Copy the records below, replacing every "named target" with "given object" and leaving everything else untouched.

------------------------------------------------

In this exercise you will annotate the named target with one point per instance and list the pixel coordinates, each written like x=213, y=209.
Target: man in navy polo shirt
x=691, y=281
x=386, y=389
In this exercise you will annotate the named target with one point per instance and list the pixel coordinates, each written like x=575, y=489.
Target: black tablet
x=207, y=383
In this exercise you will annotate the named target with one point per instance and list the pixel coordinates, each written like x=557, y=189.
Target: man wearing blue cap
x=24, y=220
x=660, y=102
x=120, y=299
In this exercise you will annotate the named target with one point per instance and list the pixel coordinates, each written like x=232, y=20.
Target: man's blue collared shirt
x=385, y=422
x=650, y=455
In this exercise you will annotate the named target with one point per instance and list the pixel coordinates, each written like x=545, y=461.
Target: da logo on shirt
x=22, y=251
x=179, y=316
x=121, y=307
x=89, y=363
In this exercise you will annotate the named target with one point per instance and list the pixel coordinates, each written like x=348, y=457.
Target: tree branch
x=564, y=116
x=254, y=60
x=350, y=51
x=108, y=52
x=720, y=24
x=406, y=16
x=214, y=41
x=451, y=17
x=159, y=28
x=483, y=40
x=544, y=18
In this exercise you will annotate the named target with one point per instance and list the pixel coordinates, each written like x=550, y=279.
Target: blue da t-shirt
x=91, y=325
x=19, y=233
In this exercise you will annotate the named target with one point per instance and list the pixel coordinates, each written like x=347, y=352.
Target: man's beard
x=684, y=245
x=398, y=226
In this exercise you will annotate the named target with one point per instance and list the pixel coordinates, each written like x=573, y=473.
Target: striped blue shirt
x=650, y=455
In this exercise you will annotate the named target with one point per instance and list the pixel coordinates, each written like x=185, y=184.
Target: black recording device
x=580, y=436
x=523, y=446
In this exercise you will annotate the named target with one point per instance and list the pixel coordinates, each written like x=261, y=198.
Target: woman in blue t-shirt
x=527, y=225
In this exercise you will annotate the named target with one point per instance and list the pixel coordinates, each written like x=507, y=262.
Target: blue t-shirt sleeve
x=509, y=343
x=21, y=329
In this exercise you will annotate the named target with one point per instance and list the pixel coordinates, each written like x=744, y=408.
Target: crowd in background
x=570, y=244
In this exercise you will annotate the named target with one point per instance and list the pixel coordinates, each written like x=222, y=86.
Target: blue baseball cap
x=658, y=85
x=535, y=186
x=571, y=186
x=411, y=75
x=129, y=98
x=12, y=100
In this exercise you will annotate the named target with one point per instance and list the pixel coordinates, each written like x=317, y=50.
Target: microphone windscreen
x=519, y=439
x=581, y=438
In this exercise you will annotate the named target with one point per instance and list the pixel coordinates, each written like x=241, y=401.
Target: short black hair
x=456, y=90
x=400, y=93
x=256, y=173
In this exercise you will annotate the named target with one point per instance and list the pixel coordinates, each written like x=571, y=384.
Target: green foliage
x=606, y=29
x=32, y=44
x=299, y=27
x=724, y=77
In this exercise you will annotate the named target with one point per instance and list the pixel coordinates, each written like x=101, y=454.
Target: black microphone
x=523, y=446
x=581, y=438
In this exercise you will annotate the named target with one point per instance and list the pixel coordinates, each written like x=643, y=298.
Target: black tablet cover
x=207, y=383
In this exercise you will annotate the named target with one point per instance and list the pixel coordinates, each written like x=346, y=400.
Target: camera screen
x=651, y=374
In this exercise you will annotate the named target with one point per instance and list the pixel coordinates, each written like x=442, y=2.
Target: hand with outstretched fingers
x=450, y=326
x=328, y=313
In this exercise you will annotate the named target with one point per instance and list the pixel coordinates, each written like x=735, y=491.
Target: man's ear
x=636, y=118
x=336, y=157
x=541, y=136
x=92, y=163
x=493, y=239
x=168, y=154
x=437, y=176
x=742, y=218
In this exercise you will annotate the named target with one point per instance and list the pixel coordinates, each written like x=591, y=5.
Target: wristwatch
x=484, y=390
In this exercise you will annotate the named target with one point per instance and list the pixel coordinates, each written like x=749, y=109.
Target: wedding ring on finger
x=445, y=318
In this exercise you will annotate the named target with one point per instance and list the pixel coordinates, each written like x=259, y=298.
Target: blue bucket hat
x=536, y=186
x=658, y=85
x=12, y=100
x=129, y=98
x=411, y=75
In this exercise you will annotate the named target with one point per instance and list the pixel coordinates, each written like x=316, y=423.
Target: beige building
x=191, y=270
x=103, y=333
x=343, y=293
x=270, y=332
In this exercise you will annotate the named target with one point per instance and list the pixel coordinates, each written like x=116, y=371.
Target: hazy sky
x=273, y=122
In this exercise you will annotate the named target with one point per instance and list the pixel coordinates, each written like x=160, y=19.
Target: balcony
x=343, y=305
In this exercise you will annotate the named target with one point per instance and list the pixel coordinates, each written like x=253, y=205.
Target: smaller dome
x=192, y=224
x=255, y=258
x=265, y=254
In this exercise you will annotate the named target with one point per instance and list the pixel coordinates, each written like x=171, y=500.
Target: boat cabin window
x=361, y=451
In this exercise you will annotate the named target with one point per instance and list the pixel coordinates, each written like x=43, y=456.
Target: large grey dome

------------------------------------------------

> _ANSWER BELOW_
In this exercise you will annotate the given object with one point per instance and list the pixel coordinates, each written like x=213, y=209.
Target: man in navy polo shirt
x=691, y=281
x=386, y=389
In this exercise you will annotate the given object with one point per instance and list the pixel coordinates, each written like x=575, y=489.
Target: black tablet
x=207, y=383
In this exercise you will annotate the given object with one point per instance and list the pixel coordinates, each written like x=557, y=189.
Target: man wearing blue cap
x=24, y=220
x=660, y=102
x=120, y=299
In this exercise you will annotate the given object with one point per instance and list the pixel coordinates, each written like x=232, y=20.
Target: man's blue collared shirt
x=385, y=422
x=650, y=455
In this exercise you will annotate the given object with one point per instance and list the pixel coordinates, each written like x=545, y=461.
Target: da logo on shirt
x=22, y=251
x=179, y=316
x=121, y=307
x=89, y=363
In this exercise you will annotate the given object with one point per instance and list the pixel coordinates, each written like x=348, y=457.
Target: tree branch
x=564, y=116
x=254, y=60
x=350, y=51
x=108, y=52
x=720, y=24
x=406, y=16
x=214, y=41
x=451, y=17
x=159, y=28
x=483, y=40
x=544, y=18
In this exercise you will annotate the given object with one point per instance and list the pixel coordinates, each written like x=550, y=279.
Target: blue da t-shirt
x=91, y=325
x=19, y=233
In this exercise you will annotate the given object with one point per instance and list the pixel coordinates, each written like x=347, y=352.
Target: man's beard
x=684, y=245
x=398, y=226
In this exercise you will annotate the given object with one point per instance and list the pixel coordinates, each written like x=573, y=473.
Target: striped blue shirt
x=650, y=455
In this exercise you will annotate the given object with one point per instance and list the pixel coordinates, each written like x=185, y=184.
Target: black recording device
x=580, y=436
x=523, y=446
In this exercise you will annotate the given object with one point per instance and list the pixel coordinates, each written like x=261, y=198.
Target: woman in blue t-shirt
x=527, y=225
In this exercise you will annotate the given object with one point per instance and list the pixel coordinates, each written like x=507, y=262.
Target: blue t-shirt sleeve
x=509, y=343
x=21, y=329
In this exercise you will annotate the given object with one point per instance and list the pixel coordinates, each written like x=744, y=408.
Target: crowd in background
x=570, y=244
In this exercise you will annotate the given object with one point per instance and list the pixel coordinates, each written like x=222, y=86.
Target: blue baseball cap
x=658, y=85
x=535, y=186
x=571, y=186
x=411, y=75
x=129, y=98
x=12, y=100
In this exercise you will annotate the given object with one point per instance and list the pixel coordinates, each written like x=317, y=50.
Target: microphone windscreen
x=519, y=439
x=581, y=438
In this exercise you will annotate the given object with one point per instance and list the pixel coordinates, each written like x=241, y=401.
Target: short black hair
x=456, y=90
x=400, y=93
x=256, y=173
In this exercise you will annotate the given object with one point per instance and list the pixel coordinates, each written like x=571, y=384.
Target: green foliage
x=606, y=29
x=32, y=44
x=299, y=27
x=724, y=77
In this exercise you will annotate the given object with one point per instance and list the pixel coordinates, each written like x=101, y=454.
Target: black microphone
x=523, y=446
x=581, y=438
In this exercise you will annotate the given object with one point per instance and list the pixel coordinates, each written like x=643, y=298.
Target: black tablet cover
x=207, y=383
In this exercise you will annotate the given object with one point per instance and list the pixel coordinates, each written like x=346, y=400.
Target: camera screen
x=651, y=374
In this exercise you will annotate the given object with one point per instance and list the pixel coordinates, each written like x=442, y=2.
Target: hand with outstretched fingers
x=450, y=326
x=328, y=313
In this exercise you will annotate the given object with one point per instance and list the pixel coordinates, each written like x=735, y=491.
Target: man's ear
x=636, y=118
x=336, y=157
x=541, y=136
x=92, y=163
x=493, y=239
x=168, y=154
x=437, y=176
x=742, y=218
In this exercise you will annotate the given object with one point per instance and list the pixel coordinates, each written like x=591, y=5.
Target: wristwatch
x=484, y=390
In this exercise you will annotate the given object with one point per instance and list the pixel coordinates, each written like x=749, y=109.
Target: wedding ring on finger
x=445, y=318
In this exercise you will annotate the given object with one point per instance and list the pixel coordinates, each written like x=259, y=298.
Target: blue bucket hat
x=536, y=186
x=658, y=85
x=12, y=100
x=129, y=98
x=411, y=75
In this exercise you will annotate the given object with one point per instance and list the pixel coordinates, each written like x=316, y=423.
Target: beige building
x=191, y=270
x=103, y=333
x=343, y=293
x=270, y=332
In this exercise you will annotate the given object with one point per instance and list the pixel coordinates, each written like x=116, y=371.
Target: hazy sky
x=273, y=122
In this exercise you will annotate the given object with one point per instance and list the pixel coordinates, each written like x=160, y=19.
Target: balcony
x=343, y=305
In this exercise you will annotate the given object with one point per instance and list the pixel coordinates, each written like x=253, y=205.
Target: smaller dome
x=192, y=224
x=255, y=258
x=265, y=254
In this exercise you will annotate the given object with one point per instance and list the pixel coordinates, each written like x=171, y=500.
Target: boat cabin window
x=361, y=451
In this exercise you will annotate the given object with one point per instance and list the pixel coordinates, each written like x=43, y=456.
Target: large grey dome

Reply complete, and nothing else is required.